── Provided passage

Ted Belman
After the Annapolis fiasco, Olmert said,
“If the day comes when the two-state solution collapses, and we face a South African-style struggle for equal voting rights [assuming that the Palestinians in the territories will petition peacefully to be citizens of Israel, taking on the obligations of Israeli citizenship], then, as soon as that happens, the State of Israel is finished, “The Jewish organizations, which were our power base in America, will be the first to come out against us, because they will say they cannot support a state that does not support democracy and equal voting rights for all its residents.”
He is wrong on both counts.
According to the authoritative AIDRG, if Israel were to annex Judea and Samaria, Jews would outnumber Arabs for the foreseeable future (25 years) by a ratio of 2:1.
Because of its findings, I came to the conclusion in Israel From the Med to the Jordan, that it is better for Israel to annex Judea and Samaria than to retreat from it. Dr Mike Wise, who authored the One (Jewish) State Plan and who is the driving force behind AIDRG, agrees. Many times I have discussed with Mike how to go about doing this.
Olmert worries that in the absence of a two state solution, there would be a clamor for a one state solution as described and forecasted by Tony Judt in a NY Times Op-Ed, Its a lobby, not a Conspiracy, in the Spring of ‘06, and commented on by Jerry Gordon in Tony Judt Debates Israel’s Future
“The true alternative facing the Middle East in coming years will be between an ethnically cleansed Greater Israel and a single, integrated bi-national state of Jews and Arabs, Israelis and Palestinians. That is indeed how the hard liners in Sharon’s cabinet-see the choice; and that is why they anticipate the removal of the Arabs as the ineluctable condition for the survival of a Jewish state. ’
There is no question that that is what Israel will have to resist in the wake of the two-state solution being abandonned. It will need a plan of its own and that is what Mike Wise and others are working on.

────
── Excerpted records

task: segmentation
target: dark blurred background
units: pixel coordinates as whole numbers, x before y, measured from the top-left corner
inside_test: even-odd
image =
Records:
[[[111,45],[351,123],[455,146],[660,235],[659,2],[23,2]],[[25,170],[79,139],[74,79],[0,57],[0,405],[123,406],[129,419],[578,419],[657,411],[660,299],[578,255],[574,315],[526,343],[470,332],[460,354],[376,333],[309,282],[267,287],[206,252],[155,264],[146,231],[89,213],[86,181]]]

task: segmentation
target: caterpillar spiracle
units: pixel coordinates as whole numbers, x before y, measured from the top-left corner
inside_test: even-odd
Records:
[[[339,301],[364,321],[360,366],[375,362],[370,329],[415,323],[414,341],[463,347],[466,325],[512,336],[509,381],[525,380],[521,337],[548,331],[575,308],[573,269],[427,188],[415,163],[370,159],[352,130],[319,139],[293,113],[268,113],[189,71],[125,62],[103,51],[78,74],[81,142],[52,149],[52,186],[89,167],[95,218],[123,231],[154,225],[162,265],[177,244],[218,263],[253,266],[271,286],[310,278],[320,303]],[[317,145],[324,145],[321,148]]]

────

- _Exercise tasks_
1: In the article, by what ratio does the AIDRG say Jews would outnumber Arabs if Israel annexed Judea and Samaria?
2: List every title of a written work that the article mentions.
3: Please repeat the article's text word for word, starting at "Olmert worries that" and ending at "are working on.".

- _Results for each task_
1: By a ratio of 2:1, for the foreseeable future (25 years).

2:
- Israel From the Med to the Jordan
- One (Jewish) State Plan
- Its a lobby, not a Conspiracy
- Tony Judt Debates Israel’s Future

3:
Olmert worries that in the absence of a two state solution, there would be a clamor for a one state solution as described and forecasted by Tony Judt in a NY Times Op-Ed, Its a lobby, not a Conspiracy, in the Spring of ‘06, and commented on by Jerry Gordon in Tony Judt Debates Israel’s Future
“The true alternative facing the Middle East in coming years will be between an ethnically cleansed Greater Israel and a single, integrated bi-national state of Jews and Arabs, Israelis and Palestinians. That is indeed how the hard liners in Sharon’s cabinet-see the choice; and that is why they anticipate the removal of the Arabs as the ineluctable condition for the survival of a Jewish state. ’
There is no question that that is what Israel will have to resist in the wake of the two-state solution being abandonned. It will need a plan of its own and that is what Mike Wise and others are working on.